→ **PROBLEM 1**
Quote the passage of the forum thread below that runs from "No matter what" to "5 winter weeks?".

# Fairmont Franz Klammer Lodge - Telluride



## remo (Mar 10, 2009)

We have been looking into purchasing a 1/10 fractional unit and using it all for 5 consecutive weeks in the winter ski season. FKL salespeople say this is very doable. Does anyone own there and what do you think? 

Thanks for any input.

Remo


----------



## Vacation Dude (Mar 10, 2009)

This sounds very fishy as 1/10 of 52 weeks is 5 weeks and the ski season is only 16 weeks long with the best 8 weeks being Feb-March

I highly doubt you can cherry pick the best 5 weeks (consecutive) unless you pay MUCH more than 1/10 the price of the unit to fix your weeks.

I would assume that if the price of these units are $1.5 million to $3 million, the standard 1/10 price will be $250,000 - $500,000 minimum with annual dues of $2,500 per week and only allow you 5 weeks spread out 1 week every other month.

The price of a fixed 5 weeks (all ski) will probably be $500,000 or more (with yearly dues of $12,500) as this place usually rents out for $1,000 per night in prime season.

No matter what the sales guy says, get this one in writing and triple check the details.

Please post more details about the size of the unit, price, dues, and weeks, etc.


----------



## LAX Mom (Mar 10, 2009)

We were there about 2 years ago and did a sales promo. As I recall the resort has sold out and a local realty company handles all the resales. Anyway, the fractional interests were all a combined package (1 winter, 1 summer, 1 spring/fall). They didn't sell anything that allowed for consecutive weeks at FKL.

Were they proposing a trade to get 5 weeks together, or you would own 5 winter weeks?

Ask a lot of questions and make sure you get it in writing!


----------



## remo (Mar 10, 2009)

A 1/10 fractional entitles you to 2 weeks winter, 2 weeks summer, and 1 week floating. They say there season really doesn't begin until Presidents week in Feb. We can get a floating week in Jan, make reservations with our 2 winter weeks, and trade with someone our 2 summer weeks for their winter weeks in order to get 5 weeks in a row. Cost for a 1400 sq ft 2 bedroom is about $135,000 and yearly dues $6,700.


----------



## sullco (Mar 10, 2009)

With all due respect to Franz Klammer, the salesperson is ....well, lying.
Must be very difficult to sell in this economic climate and the expression borrowed from the timeshare world is "pitching heat" to get the sale.

Unless someone is willing to put your consecutive weeks into the contract, like Hyatt Residence Club does, this is baloney.

You "could" accomplish what has been suggested on this board, but it is not guaranteed and you can't count on it happening--ever.


----------



## LAX Mom (Mar 10, 2009)

Telluride is beautiful in the summer, but those ski weeks are much more valuable. I think it would be extremely difficult to find an owner willing to part with 2 ski weeks. Most owners have likely purchased there to be able to stay during ski season. That's the reason they structured the packages with a combination of weeks, they knew it would be difficult to sell the spring/fall, even summer weeks.

→ **PROBLEM 2**
From the listing below, extract every line in which the string "simplified" appears.

→ **DATASET RECORDS**
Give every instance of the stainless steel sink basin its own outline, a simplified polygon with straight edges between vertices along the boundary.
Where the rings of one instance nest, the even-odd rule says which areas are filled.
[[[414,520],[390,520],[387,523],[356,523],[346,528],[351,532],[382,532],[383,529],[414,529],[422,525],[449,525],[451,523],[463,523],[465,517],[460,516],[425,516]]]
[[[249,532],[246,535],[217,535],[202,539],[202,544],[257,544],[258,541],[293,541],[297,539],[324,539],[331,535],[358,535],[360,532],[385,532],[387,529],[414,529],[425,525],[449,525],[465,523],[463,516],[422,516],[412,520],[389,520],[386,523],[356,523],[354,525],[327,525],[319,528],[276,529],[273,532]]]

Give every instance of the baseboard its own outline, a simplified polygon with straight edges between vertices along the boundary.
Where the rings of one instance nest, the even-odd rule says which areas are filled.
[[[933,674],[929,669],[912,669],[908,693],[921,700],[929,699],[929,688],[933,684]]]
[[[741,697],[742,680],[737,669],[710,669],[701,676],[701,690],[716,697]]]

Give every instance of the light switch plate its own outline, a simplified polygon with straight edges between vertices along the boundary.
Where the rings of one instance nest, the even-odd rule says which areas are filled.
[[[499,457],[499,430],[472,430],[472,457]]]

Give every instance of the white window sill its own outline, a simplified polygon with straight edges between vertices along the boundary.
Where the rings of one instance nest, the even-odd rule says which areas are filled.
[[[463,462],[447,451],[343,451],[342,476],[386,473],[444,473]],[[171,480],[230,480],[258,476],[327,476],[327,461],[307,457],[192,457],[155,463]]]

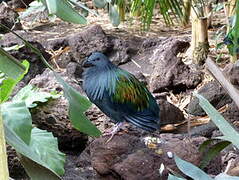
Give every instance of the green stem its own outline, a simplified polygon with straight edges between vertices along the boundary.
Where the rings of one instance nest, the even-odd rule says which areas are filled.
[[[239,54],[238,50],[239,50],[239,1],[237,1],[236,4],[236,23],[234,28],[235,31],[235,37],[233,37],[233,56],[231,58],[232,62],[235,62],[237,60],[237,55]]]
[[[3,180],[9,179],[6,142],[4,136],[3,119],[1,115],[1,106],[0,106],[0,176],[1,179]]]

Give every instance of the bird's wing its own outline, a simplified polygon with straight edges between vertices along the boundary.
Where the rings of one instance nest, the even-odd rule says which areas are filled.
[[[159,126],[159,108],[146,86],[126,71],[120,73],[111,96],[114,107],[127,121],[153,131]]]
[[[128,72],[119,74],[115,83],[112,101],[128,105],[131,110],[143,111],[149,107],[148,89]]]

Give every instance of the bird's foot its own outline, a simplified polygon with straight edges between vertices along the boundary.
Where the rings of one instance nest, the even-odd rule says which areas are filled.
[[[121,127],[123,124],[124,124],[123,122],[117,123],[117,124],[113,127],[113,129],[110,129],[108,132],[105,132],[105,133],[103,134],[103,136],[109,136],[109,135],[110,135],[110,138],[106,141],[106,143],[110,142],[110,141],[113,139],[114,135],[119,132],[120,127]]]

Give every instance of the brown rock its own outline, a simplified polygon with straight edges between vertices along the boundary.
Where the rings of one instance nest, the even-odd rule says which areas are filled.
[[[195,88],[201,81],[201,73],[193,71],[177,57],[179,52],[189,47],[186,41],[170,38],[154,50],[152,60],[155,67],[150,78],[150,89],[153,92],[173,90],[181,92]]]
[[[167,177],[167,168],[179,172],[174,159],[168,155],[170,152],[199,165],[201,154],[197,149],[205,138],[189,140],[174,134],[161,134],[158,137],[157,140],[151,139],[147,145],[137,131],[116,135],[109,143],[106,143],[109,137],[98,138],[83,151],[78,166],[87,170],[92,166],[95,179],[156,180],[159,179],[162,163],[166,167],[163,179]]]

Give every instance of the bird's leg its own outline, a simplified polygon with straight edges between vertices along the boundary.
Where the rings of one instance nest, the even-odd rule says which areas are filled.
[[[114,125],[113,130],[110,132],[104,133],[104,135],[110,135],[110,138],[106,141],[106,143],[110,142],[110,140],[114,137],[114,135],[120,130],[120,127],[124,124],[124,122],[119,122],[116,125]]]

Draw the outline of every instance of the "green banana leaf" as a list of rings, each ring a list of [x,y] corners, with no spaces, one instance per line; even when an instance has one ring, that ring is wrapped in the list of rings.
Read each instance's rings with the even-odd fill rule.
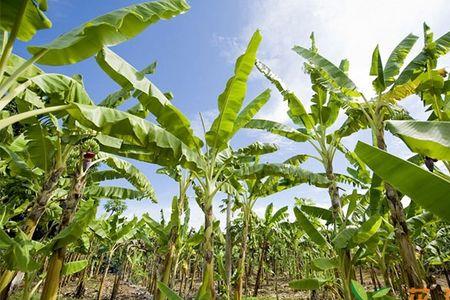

→ **CORRECT RESULT 1**
No matter what the sales guy says, get this one in writing and triple check the details.

Please post more details about the size of the unit, price, dues, and weeks, etc.


----------



## LAX Mom (Mar 10, 2009)

We were there about 2 years ago and did a sales promo. As I recall the resort has sold out and a local realty company handles all the resales. Anyway, the fractional interests were all a combined package (1 winter, 1 summer, 1 spring/fall). They didn't sell anything that allowed for consecutive weeks at FKL.

Were they proposing a trade to get 5 weeks together, or you would own 5 winter weeks?

→ **CORRECT RESULT 2**
Give every instance of the stainless steel sink basin its own outline, a simplified polygon with straight edges between vertices along the boundary.
Give every instance of the baseboard its own outline, a simplified polygon with straight edges between vertices along the boundary.
Give every instance of the light switch plate its own outline, a simplified polygon with straight edges between vertices along the boundary.
Give every instance of the white window sill its own outline, a simplified polygon with straight edges between vertices along the boundary.
Give every instance of the green stem its own outline, a simplified polygon with straight edges between vertices along the boundary.
Give every instance of the bird's wing its own outline, a simplified polygon with straight edges between vertices along the boundary.
Give every instance of the bird's foot its own outline, a simplified polygon with straight edges between vertices along the boundary.
Give every instance of the brown rock its own outline, a simplified polygon with straight edges between vertices along the boundary.
Give every instance of the bird's leg its own outline, a simplified polygon with straight edges between vertices along the boundary.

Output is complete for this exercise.